Restate the records in full, so that each line matches the original exactly.

---- Supplied material

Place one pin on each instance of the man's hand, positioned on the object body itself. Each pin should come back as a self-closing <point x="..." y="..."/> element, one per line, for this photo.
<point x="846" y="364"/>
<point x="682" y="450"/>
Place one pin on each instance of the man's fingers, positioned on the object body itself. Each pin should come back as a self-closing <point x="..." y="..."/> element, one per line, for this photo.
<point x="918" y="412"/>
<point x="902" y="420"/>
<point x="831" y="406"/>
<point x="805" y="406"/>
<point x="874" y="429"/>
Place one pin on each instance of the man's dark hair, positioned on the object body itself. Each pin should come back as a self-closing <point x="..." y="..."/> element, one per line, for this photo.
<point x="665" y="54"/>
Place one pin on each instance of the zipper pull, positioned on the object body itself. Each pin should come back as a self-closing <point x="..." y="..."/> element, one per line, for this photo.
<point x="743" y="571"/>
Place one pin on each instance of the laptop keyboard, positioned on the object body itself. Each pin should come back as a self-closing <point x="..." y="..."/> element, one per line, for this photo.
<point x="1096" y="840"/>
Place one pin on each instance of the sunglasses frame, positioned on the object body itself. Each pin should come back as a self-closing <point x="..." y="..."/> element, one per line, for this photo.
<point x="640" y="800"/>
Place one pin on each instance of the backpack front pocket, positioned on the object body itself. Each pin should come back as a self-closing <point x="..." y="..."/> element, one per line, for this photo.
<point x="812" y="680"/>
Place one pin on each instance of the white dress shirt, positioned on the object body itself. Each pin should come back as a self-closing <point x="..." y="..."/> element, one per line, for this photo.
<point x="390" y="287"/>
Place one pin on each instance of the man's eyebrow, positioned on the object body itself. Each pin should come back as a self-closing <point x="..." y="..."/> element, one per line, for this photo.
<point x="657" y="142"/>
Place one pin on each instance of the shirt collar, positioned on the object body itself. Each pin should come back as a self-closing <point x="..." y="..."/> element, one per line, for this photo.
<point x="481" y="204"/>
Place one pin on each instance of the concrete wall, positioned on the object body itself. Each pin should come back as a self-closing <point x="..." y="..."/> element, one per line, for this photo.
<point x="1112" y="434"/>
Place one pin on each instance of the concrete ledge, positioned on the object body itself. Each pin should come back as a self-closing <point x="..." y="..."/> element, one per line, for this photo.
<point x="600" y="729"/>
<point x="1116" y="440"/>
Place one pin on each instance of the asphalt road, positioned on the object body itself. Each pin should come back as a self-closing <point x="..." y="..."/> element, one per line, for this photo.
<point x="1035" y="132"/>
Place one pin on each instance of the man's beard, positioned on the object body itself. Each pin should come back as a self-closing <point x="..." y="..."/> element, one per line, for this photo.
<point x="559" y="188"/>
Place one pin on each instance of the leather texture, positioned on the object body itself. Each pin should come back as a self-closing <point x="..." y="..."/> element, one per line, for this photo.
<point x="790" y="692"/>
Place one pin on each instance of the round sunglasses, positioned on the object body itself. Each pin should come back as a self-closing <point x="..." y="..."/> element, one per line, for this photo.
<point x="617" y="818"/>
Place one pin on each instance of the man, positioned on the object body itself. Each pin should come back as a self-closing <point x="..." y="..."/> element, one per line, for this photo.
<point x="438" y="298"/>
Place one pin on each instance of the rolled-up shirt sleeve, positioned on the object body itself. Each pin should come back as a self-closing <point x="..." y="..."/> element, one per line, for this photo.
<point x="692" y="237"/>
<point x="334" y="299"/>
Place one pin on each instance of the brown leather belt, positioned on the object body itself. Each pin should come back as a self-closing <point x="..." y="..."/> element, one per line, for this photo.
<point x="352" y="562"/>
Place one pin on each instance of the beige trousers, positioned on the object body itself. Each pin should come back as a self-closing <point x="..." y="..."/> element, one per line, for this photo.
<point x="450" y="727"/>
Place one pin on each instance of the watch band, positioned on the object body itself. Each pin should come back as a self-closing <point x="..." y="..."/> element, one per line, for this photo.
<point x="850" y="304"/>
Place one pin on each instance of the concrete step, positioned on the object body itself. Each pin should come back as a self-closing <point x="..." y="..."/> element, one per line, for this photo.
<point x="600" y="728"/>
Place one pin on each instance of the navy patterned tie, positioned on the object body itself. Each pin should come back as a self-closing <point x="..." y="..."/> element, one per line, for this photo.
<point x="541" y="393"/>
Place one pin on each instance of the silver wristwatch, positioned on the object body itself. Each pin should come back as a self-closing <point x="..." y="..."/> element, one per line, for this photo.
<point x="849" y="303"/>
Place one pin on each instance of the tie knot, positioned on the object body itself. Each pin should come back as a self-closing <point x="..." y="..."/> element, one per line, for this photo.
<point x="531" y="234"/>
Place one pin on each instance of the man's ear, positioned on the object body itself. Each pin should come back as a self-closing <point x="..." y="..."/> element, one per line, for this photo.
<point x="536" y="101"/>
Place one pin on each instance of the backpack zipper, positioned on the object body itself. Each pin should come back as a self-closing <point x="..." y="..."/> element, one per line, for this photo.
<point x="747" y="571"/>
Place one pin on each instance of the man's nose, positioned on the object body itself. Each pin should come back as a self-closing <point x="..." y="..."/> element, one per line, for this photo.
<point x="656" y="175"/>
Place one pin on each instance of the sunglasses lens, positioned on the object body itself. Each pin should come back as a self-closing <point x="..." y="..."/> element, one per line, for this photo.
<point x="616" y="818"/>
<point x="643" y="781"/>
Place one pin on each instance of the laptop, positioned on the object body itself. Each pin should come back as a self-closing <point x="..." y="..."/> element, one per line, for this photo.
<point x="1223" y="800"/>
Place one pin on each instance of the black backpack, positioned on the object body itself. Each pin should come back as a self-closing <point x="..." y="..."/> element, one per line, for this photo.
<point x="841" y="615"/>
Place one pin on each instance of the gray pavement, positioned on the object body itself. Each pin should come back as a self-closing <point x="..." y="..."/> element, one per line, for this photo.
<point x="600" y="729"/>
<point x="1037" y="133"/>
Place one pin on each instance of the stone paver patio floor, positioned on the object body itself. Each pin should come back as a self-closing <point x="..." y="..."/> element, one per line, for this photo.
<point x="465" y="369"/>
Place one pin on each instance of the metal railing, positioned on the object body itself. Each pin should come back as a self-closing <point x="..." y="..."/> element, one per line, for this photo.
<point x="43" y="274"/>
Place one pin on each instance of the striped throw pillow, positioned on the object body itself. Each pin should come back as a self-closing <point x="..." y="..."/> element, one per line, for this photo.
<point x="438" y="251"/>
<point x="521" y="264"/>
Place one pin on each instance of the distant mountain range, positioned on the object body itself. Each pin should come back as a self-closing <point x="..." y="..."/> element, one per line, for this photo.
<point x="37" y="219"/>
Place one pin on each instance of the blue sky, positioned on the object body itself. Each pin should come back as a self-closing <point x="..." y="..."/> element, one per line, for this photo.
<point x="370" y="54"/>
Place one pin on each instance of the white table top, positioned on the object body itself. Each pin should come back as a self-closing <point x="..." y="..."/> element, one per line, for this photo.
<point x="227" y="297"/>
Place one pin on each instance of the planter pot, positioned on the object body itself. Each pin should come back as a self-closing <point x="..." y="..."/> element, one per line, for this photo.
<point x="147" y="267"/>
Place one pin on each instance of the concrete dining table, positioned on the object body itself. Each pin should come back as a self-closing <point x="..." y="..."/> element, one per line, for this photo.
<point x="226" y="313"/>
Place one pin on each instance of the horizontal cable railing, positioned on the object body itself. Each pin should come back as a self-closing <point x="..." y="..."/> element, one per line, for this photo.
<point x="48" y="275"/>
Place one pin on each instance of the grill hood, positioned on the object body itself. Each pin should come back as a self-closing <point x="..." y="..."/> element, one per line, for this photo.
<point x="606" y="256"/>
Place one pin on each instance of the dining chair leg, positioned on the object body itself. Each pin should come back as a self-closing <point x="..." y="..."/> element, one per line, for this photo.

--------

▶ [Your response]:
Place one pin on each instance of the man's hand, positioned on the object body itself. Each pin should come back as a self-closing <point x="..." y="..."/> element, one per line, for this photo.
<point x="846" y="364"/>
<point x="682" y="450"/>
Place one pin on each instance of the man's fingers, positioned on the object body itself. Each pin should come back as a self-closing <point x="..." y="..."/> element, one per line, for this photo.
<point x="918" y="412"/>
<point x="902" y="420"/>
<point x="831" y="406"/>
<point x="805" y="406"/>
<point x="874" y="429"/>
Place one pin on each instance of the man's dark hair, positioned on the object body itself. Each pin should come back as a self-closing <point x="..." y="..."/> element, one per line, for this photo.
<point x="665" y="54"/>
Place one pin on each instance of the zipper pull, positioned on the object body itself. Each pin should come back as a self-closing <point x="..." y="..."/> element, one per line, for this photo.
<point x="743" y="571"/>
Place one pin on each instance of the laptop keyboard, positioned on the object body itself. Each pin should come back as a self-closing <point x="..." y="..."/> element, one per line, for this photo.
<point x="1096" y="840"/>
Place one pin on each instance of the sunglasses frame, positioned on the object body itself. Each pin should come back as a self-closing <point x="..." y="..."/> element, one per line, for this photo.
<point x="640" y="800"/>
Place one pin on each instance of the backpack front pocket, positioned on the object body itself. Each pin should come back as a self-closing <point x="..." y="..."/> element, one per line, for this photo.
<point x="812" y="680"/>
Place one pin on each instance of the white dress shirt, positioned on the object body itself. Each pin should come back as a self-closing <point x="..." y="..."/> element, one per line, for this photo.
<point x="390" y="287"/>
Place one pin on each instance of the man's eyebrow, positioned on the object body itself. Each pin should come back as a self-closing <point x="..." y="..."/> element, one per line, for this photo.
<point x="657" y="142"/>
Place one pin on each instance of the shirt collar, positioned on the object body itself. Each pin should come back as a self-closing <point x="..." y="..."/> element, one per line, for this photo.
<point x="481" y="204"/>
Place one pin on each instance of the concrete wall, positioned on the object body itself. Each pin should come back as a self-closing <point x="..." y="..."/> element, one per line, for this photo.
<point x="1112" y="434"/>
Place one pin on each instance of the concrete ledge, positioned on the object body itself. Each pin should come back as a self-closing <point x="..." y="..."/> element, one per line, for this photo.
<point x="600" y="729"/>
<point x="1116" y="440"/>
Place one pin on each instance of the asphalt road, positioned on the object body itself. Each pin should come back as a self-closing <point x="..." y="..."/> element, one per line, for this photo.
<point x="1035" y="132"/>
Place one pin on each instance of the man's beard, positioned on the object body itself. Each pin should come back as a self-closing <point x="..." y="..."/> element, one per line, for this photo.
<point x="559" y="188"/>
Place one pin on each instance of the leather texture, positioned on the object body itself. Each pin should come back as a self-closing <point x="..." y="..."/> element, one per line, for this photo.
<point x="790" y="692"/>
Place one pin on each instance of the round sunglasses, positioned on the object body itself. Each pin should come back as a self-closing <point x="..." y="..."/> element, one per line, for this photo.
<point x="617" y="818"/>
Place one pin on each instance of the man, positioned on the object body itself. Each pin should come back as a self-closing <point x="..." y="..."/> element, one per line, for this photo.
<point x="438" y="298"/>
Place one pin on each instance of the rolled-up shirt sleeve, positioned on the object body itself. Each pin should come back as a self-closing <point x="..." y="..."/> element, one per line, for this photo.
<point x="692" y="237"/>
<point x="334" y="299"/>
Place one pin on each instance of the brown leather belt, positioned on the object body itself. Each pin should come back as a self-closing <point x="..." y="..."/> element, one per line, for this photo.
<point x="352" y="562"/>
Place one pin on each instance of the beige trousers, positioned on the object body itself. Each pin should come back as a self-closing <point x="..." y="..."/> element, one per line, for this photo.
<point x="450" y="727"/>
Place one pin on each instance of the watch band, positioned on the object body itself. Each pin should come back as a self-closing <point x="..." y="..."/> element, one per line, for this photo.
<point x="850" y="304"/>
Place one pin on each instance of the concrete step, positioned on the object body itself. Each pin should come back as a self-closing <point x="..." y="..."/> element, one per line, for this photo.
<point x="600" y="728"/>
Place one pin on each instance of the navy patterned tie, positioned on the object body itself. Each pin should come back as a self-closing <point x="..." y="..."/> element, one per line, for this photo.
<point x="541" y="393"/>
Place one pin on each instance of the silver wristwatch, positioned on the object body itself. Each pin should come back as a self-closing <point x="..." y="..."/> element, one per line, for this photo.
<point x="849" y="303"/>
Place one pin on each instance of the tie knot, positioned on the object body itself. Each pin should come back as a self-closing <point x="..." y="..."/> element, one per line, for this photo.
<point x="531" y="234"/>
Place one pin on each instance of the man's ear, positioned on the object body itself. Each pin should come back as a self-closing <point x="..." y="..."/> element, one per line, for this photo.
<point x="536" y="101"/>
Place one pin on each instance of the backpack zipper, positioned on the object body itself. Each pin should come back as a self-closing <point x="..." y="..."/> element, one per line, for this photo.
<point x="747" y="571"/>
Place one pin on each instance of the man's nose, positioned on the object body itself. Each pin should come back as a self-closing <point x="..." y="..."/> element, one per line, for this photo.
<point x="656" y="175"/>
Place one pin on each instance of the sunglasses lens, positioned on the object body itself. Each pin should come back as a self-closing <point x="..." y="..."/> element, one per line, for this photo.
<point x="616" y="818"/>
<point x="643" y="781"/>
Place one pin on each instance of the laptop, positioned on the object body itself. Each pin should come back as a self-closing <point x="..." y="..."/> element, one per line, for this photo.
<point x="1223" y="800"/>
Place one pin on each instance of the black backpack, positioned on the object body itself. Each pin should come back as a self-closing <point x="..." y="..."/> element, one per line, for this photo.
<point x="841" y="615"/>
Place one pin on each instance of the gray pavement, positioned on the object body itself. Each pin should come back as a self-closing <point x="..." y="..."/> element, one per line, for this photo.
<point x="600" y="729"/>
<point x="1037" y="133"/>
Place one pin on each instance of the stone paver patio floor, positioned on the object body itself. Each pin should come back as a self-closing <point x="..." y="..."/> element, one per line, for this photo.
<point x="465" y="369"/>
Place one pin on each instance of the metal railing, positioned on the object body itself. Each pin should come back as a self-closing <point x="..." y="..."/> element, one per line, for this photo.
<point x="43" y="274"/>
Place one pin on each instance of the striped throw pillow, positioned on the object body itself. Each pin should come back as a self-closing <point x="..." y="..."/> element, one per line, for this photo.
<point x="438" y="251"/>
<point x="521" y="264"/>
Place one pin on each instance of the distant mountain range, positioned on the object body itself. Each pin should come back as a self-closing <point x="..." y="..."/> element, one per line, for this photo.
<point x="37" y="219"/>
Place one pin on each instance of the blue sky, positioned on the object body itself. Each pin should come back as a self-closing <point x="..." y="..."/> element, one per line, for this photo.
<point x="370" y="54"/>
Place one pin on each instance of the white table top, positioned on the object body itself. Each pin should come back as a self-closing <point x="..." y="..."/> element, one per line, for this photo.
<point x="227" y="297"/>
Place one pin on each instance of the planter pot, positioned on the object body itself. Each pin should come back as a self-closing <point x="..." y="..."/> element, one per line, for this photo.
<point x="147" y="267"/>
Place one pin on each instance of the concrete dining table, positioned on the object body itself. Each pin should come back as a self-closing <point x="..." y="..."/> element, one per line, for this photo.
<point x="226" y="313"/>
Place one pin on each instance of the horizontal cable railing, positioned on the object body itself. Each pin should come back as a self-closing <point x="..." y="..."/> element, one per line, for this photo.
<point x="48" y="275"/>
Place one pin on each instance of the grill hood, positioned on the object body itself. Each pin should come back as a self-closing <point x="..." y="..."/> element, one per line, for this photo.
<point x="606" y="256"/>
Place one pin on each instance of the dining chair leg, positioned on the object body itself. Each pin should come back as a self-closing <point x="..." y="..."/> element, one per line, for this photo.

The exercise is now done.